■ Stated exercise
Working from the line that contains "the woman's hand." down to the last line below, repeat each line exactly.

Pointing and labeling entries
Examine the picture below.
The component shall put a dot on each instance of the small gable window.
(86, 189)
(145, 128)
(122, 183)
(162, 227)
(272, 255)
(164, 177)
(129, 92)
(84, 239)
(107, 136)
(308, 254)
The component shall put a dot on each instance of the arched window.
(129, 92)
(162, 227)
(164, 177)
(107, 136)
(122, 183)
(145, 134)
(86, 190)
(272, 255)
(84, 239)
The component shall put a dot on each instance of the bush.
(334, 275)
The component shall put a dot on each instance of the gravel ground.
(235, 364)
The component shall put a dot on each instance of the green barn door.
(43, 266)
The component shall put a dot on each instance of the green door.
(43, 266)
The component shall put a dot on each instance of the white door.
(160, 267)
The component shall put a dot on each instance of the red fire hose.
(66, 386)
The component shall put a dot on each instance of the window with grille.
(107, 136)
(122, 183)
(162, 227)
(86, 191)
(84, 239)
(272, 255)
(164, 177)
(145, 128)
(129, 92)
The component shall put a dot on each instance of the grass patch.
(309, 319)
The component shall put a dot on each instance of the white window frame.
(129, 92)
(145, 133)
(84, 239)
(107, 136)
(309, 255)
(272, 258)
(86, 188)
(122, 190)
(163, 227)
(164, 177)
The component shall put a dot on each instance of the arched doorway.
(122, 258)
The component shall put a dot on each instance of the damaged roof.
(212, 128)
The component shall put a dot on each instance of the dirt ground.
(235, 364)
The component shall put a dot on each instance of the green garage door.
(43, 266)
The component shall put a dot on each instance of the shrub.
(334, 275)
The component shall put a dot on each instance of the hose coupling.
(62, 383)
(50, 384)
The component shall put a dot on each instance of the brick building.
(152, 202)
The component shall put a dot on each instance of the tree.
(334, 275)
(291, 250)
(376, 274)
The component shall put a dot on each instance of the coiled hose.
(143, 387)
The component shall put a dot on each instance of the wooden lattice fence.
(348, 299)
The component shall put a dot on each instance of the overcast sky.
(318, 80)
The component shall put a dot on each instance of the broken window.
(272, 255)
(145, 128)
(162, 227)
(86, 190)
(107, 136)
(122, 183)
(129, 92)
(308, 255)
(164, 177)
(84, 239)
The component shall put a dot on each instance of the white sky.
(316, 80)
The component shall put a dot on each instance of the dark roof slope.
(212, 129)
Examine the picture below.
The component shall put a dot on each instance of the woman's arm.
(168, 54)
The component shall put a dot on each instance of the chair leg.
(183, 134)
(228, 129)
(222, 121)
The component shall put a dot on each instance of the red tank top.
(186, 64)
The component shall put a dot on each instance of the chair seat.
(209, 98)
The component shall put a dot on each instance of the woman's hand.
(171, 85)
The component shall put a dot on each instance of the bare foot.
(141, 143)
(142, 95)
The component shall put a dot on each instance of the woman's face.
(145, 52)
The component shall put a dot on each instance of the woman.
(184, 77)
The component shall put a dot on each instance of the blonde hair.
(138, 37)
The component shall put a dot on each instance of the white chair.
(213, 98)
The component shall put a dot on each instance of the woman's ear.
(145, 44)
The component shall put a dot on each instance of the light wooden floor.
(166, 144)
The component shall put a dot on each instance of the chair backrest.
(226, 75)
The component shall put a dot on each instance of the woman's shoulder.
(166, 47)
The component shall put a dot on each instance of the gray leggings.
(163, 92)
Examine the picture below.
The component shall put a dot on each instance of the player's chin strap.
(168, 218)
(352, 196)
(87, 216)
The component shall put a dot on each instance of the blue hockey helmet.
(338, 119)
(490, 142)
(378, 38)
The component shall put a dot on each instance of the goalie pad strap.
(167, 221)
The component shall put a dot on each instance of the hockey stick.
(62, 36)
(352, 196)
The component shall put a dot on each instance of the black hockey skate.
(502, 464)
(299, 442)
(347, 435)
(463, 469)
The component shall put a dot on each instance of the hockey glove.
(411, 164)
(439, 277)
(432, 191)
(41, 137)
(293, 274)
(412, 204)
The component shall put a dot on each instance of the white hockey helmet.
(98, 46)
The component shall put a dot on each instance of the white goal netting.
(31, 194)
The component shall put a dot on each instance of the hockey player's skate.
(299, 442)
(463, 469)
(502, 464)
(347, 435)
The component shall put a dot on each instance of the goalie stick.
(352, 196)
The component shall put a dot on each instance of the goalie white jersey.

■ Correct answer
The component shall put a dot on each instance of the woman's hand.
(171, 85)
The component shall put a dot on each instance of the bare foot.
(141, 143)
(142, 95)
The component shall put a dot on each instance of the woman's face.
(145, 52)
The component shall put a dot on each instance of the woman.
(184, 77)
The component shall put a dot on each instance of the blonde hair.
(138, 37)
The component shall put a dot on each instance of the white chair.
(213, 98)
The component shall put a dot on each instance of the woman's ear.
(145, 44)
The component shall put a dot on each instance of the light wooden floor.
(166, 144)
The component shall put a dot on each instance of the chair backrest.
(226, 75)
The component shall put a dot on each instance of the woman's shoulder.
(166, 47)
The component shall put a dot on each instance of the gray leggings.
(163, 92)
Examine the picture below.
The component shall put a dot on each instance of the player's chin strap.
(168, 218)
(352, 196)
(87, 216)
The component shall put a dot on each instance of the blue hockey helmet.
(338, 119)
(490, 142)
(378, 38)
The component shall put a dot on each instance of the goalie pad strap.
(167, 221)
The component shall put a dot on each instance of the hockey stick.
(62, 36)
(352, 196)
The component shall put a dot on each instance of the black hockey skate.
(502, 464)
(299, 442)
(347, 435)
(463, 469)
The component shall put a dot on each instance of the hockey glove.
(411, 164)
(439, 277)
(432, 191)
(41, 137)
(293, 274)
(412, 204)
The component shall put a dot on each instance of the white hockey helmet.
(98, 46)
The component shall put a dot on each instance of the white goal netting.
(31, 194)
The component shall put a dot on each instance of the hockey player's skate.
(299, 442)
(463, 469)
(502, 464)
(347, 435)
The component shall put a dot on each instance of the goalie stick.
(352, 196)
The component shall put a dot on each instance of the goalie white jersey.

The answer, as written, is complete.